Brano estratto ->
CARTOLINA DA TORONTO 48 – INTERVISTA AD ALAIN PARRONI

Reduce dal successo veneziano, dove il suo lungometraggio d’esordio Una sterminata domenica (rimando alla perfetta recensione di Lara Casirati) ha ricevuto il premio speciale della giuria Orizzonti e il premio FIPRESCI, il regista Alain Perroni ha presentato la sua fatica anche a Toronto. Lo abbiamo incontrato per una piacevole chiacchierata che ha spaziato dal cinema alla cultura visiva, dai festival internazionali al futuro.

AP: Siamo un po’ rintronati perché siamo arrivati direttamente da Venezia, la notte dopo la premiazione, quindi ancora non ho capito che giorno è, dove siamo, e che stiamo facendo…

AZ: È la prima volta a Toronto? Benvenuto!
AP: Grazie, è molto molto bello! C’è tutta un’altra dimensione proprio di approccio al cinema. Poi, venendo appunto dal festival di Venezia dove è tutto un po’ formale, qua finalmente c’è un po’ di contatto col pubblico, con le persone, c’è un po’ di dialogo. È molto bello.

AZ: Sì, è un festival molto sportivo, dal mio punto di vista. Venezia è molto formale. Io sono veneziano, ma l’ultima mostra del cinema che ho frequentato da cronista è stata nel 2002… Innanzitutto congratulazioni per i premi e per il film, che mi è piaciuto molto. Mi dispiace di non essere riuscito a vedere i tuoi cortometraggi, ma non sono riuscito a reperirli…
AP: Diciamo sinceramente che è un cortometraggio solo, quello che è stato Venezia 6 anni fa (Adavede). L’altro è più un esercizio scolastico. Quello (Adavede) invece è proprio prodotto da me, voluto insomma…

AZ: Partiamo dall’inizio. Partiamo da come è nata l’idea di questo film (Una sterminata domenica)

Voci archiviate
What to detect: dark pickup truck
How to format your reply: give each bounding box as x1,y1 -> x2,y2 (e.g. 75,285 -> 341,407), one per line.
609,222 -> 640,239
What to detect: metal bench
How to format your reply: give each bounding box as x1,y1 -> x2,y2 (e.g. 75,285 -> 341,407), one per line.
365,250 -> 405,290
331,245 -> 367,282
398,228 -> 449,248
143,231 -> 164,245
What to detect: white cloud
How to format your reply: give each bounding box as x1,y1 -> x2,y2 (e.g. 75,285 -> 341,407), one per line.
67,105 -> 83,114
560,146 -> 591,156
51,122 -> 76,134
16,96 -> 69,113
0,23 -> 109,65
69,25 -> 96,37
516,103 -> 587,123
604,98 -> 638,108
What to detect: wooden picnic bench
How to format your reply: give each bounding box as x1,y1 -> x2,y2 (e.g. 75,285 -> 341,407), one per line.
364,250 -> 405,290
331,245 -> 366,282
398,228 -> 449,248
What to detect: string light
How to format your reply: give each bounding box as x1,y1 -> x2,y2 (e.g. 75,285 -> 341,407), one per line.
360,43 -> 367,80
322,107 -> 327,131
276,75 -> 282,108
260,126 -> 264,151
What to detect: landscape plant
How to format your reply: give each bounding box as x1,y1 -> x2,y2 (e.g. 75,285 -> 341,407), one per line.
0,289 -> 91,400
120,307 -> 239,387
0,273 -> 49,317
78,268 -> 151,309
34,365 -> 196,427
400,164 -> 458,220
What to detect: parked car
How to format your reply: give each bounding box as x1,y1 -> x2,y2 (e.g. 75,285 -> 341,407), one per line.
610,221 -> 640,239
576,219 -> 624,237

Consegna -> Ricopia fedelmente il tratto dell'intervista che va da "AP: Siamo un" fino a "a Toronto? Benvenuto!".

Soluzione ->
AP: Siamo un po’ rintronati perché siamo arrivati direttamente da Venezia, la notte dopo la premiazione, quindi ancora non ho capito che giorno è, dove siamo, e che stiamo facendo…

AZ: È la prima volta a Toronto? Benvenuto!